◆ PROBLEM DETAILS:
Copy out every line of the entries below word for word, omitting the pictures.
* BEGIN *
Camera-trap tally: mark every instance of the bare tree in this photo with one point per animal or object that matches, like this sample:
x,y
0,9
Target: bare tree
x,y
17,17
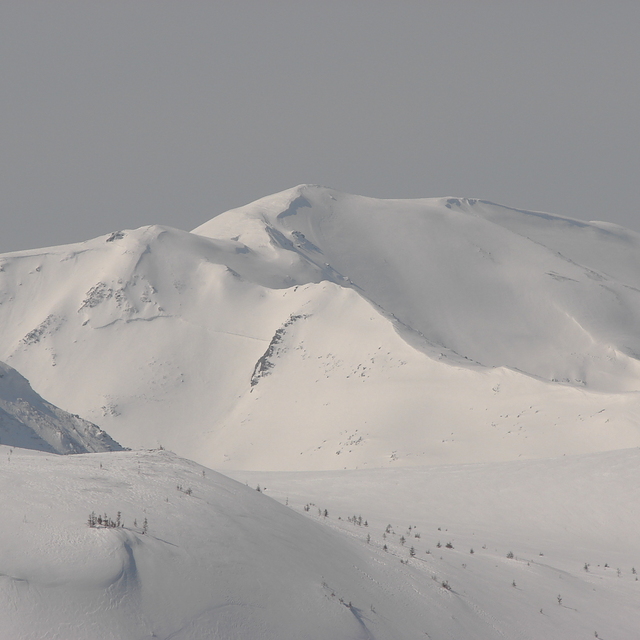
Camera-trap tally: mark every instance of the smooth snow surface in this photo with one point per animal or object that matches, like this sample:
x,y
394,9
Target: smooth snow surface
x,y
318,330
28,421
221,560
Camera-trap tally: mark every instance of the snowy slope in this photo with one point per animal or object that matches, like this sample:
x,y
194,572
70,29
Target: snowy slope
x,y
28,421
217,560
221,560
313,329
522,534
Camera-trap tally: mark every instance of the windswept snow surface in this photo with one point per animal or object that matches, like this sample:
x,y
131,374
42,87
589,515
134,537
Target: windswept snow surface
x,y
218,559
28,421
222,560
530,549
318,330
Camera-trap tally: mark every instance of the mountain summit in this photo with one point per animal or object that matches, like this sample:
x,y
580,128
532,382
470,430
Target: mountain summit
x,y
315,329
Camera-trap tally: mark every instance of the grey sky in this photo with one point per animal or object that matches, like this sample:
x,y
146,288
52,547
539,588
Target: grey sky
* END *
◆ SOLUTION:
Camera-trap tally: mark every instance of the bare tree in this photo with one point per animal or object that matches, like this sample:
x,y
0,9
Target: bare tree
x,y
17,17
Camera-trap tally: mark every instance of the smooth snow surface in this photo with one point per animal or object that matches, like this sample:
x,y
394,9
Target: smooth snow surface
x,y
318,330
28,421
221,560
Camera-trap tally: mark every instance of the snowy slope in this photo with one point per animal or object that matches, like this sample:
x,y
194,572
70,29
Target: snowy slope
x,y
28,421
217,560
221,560
313,329
522,534
Camera-trap tally: mark every instance of the windswept snow surface in this photo with one point per animal or object that matches, like this sample:
x,y
131,374
42,87
589,515
134,537
Target: windswept snow surface
x,y
218,559
28,421
222,560
530,549
318,330
Camera-trap tally: mark every instance of the mountain summit in this photo with one point per animal or object that matches, like this sample:
x,y
580,128
532,382
470,430
Target: mountain summit
x,y
315,329
Camera-trap tally: mark every instance of the grey sky in this photo with one point per animal or object that matches, like this sample:
x,y
146,288
52,547
539,588
Target: grey sky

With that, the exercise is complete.